Dataset entries:

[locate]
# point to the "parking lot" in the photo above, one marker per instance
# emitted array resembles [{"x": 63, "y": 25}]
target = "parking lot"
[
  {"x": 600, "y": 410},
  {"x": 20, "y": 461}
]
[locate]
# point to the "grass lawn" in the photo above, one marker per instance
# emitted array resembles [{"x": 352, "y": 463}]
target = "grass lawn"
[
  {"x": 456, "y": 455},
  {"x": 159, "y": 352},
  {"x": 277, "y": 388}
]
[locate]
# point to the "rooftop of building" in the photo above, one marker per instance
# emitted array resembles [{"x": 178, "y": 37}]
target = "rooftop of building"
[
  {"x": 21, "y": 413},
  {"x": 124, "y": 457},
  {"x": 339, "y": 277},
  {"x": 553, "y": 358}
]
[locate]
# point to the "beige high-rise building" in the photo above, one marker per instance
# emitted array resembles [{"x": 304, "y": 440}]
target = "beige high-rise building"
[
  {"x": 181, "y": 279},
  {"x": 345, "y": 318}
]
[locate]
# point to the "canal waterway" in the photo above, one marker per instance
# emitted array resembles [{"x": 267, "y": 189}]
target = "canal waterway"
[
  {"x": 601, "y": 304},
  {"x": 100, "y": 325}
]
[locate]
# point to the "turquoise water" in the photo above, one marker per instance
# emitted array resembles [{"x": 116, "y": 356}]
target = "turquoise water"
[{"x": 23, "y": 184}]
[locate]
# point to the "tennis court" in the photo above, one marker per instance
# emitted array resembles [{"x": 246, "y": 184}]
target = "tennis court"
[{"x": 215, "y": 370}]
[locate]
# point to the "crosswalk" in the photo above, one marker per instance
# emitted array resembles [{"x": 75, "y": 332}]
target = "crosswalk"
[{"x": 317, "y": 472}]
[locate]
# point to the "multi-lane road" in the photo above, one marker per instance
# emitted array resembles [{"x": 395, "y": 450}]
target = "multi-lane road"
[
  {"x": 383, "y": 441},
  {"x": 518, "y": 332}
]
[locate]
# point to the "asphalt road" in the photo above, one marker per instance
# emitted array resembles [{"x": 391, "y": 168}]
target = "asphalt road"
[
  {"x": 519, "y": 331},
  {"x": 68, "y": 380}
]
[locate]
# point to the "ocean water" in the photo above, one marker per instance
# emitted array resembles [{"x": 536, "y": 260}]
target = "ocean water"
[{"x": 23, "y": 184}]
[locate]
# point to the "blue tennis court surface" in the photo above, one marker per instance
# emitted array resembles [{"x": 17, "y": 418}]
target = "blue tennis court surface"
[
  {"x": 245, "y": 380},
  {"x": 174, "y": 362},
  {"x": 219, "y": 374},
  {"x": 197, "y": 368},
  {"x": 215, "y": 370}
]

WHAT NEEDS TO BE DONE: Take the entries above and transcribe them in full.

ANSWER TO THIS PROBLEM:
[locate]
# point to the "parking lot" in the photo above, one marker per instance
# emitted array resembles [{"x": 63, "y": 25}]
target = "parking lot"
[
  {"x": 600, "y": 410},
  {"x": 20, "y": 461}
]
[locate]
# point to the "grass lawn" in the photo above, one marker per instance
# emitted array resembles [{"x": 352, "y": 463}]
target = "grass lawn"
[
  {"x": 456, "y": 455},
  {"x": 159, "y": 352},
  {"x": 277, "y": 388}
]
[locate]
# point to the "rooftop of building" in the photo above, one marker per instance
# emitted array resembles [{"x": 178, "y": 37}]
target = "rooftop of building"
[
  {"x": 21, "y": 413},
  {"x": 124, "y": 457},
  {"x": 339, "y": 277},
  {"x": 553, "y": 358}
]
[locate]
# point to the "beige high-rise building" in the photo above, one marker per instance
# emitted array resembles [{"x": 304, "y": 440}]
target = "beige high-rise building"
[
  {"x": 181, "y": 279},
  {"x": 345, "y": 318}
]
[locate]
# point to the "canal waterway" in the photo above, one marker per instance
# emitted array resembles [{"x": 267, "y": 189}]
target = "canal waterway"
[
  {"x": 601, "y": 304},
  {"x": 100, "y": 325}
]
[locate]
# point to the "turquoise water" in the photo above, one marker per instance
# emitted array resembles [{"x": 116, "y": 356}]
target = "turquoise water"
[{"x": 23, "y": 184}]
[locate]
# point to the "tennis court" in the photo above, one marker per instance
# emitted array resembles [{"x": 246, "y": 184}]
target = "tennis court"
[{"x": 215, "y": 370}]
[locate]
# point to the "crosswalk" in the photo above, one marker per instance
# emitted array resembles [{"x": 75, "y": 332}]
target = "crosswalk"
[{"x": 317, "y": 472}]
[locate]
# point to the "multi-lane road" in the photo above, one marker per instance
# emitted array resembles [{"x": 395, "y": 450}]
target = "multi-lane road"
[
  {"x": 383, "y": 441},
  {"x": 518, "y": 332}
]
[locate]
# point to the "asphalt road" in the photo above, one marker per instance
# emitted array resembles [{"x": 391, "y": 168}]
target = "asphalt road"
[
  {"x": 519, "y": 331},
  {"x": 68, "y": 380}
]
[locate]
# point to the "ocean water" in the photo above, one marker per instance
# emitted array resembles [{"x": 536, "y": 260}]
target = "ocean water"
[{"x": 23, "y": 184}]
[locate]
# point to the "blue tennis court surface" in the photo above, one marker per instance
# emitted array resembles [{"x": 17, "y": 418}]
target = "blue tennis court surface"
[
  {"x": 245, "y": 380},
  {"x": 174, "y": 362},
  {"x": 219, "y": 374},
  {"x": 197, "y": 368},
  {"x": 215, "y": 370}
]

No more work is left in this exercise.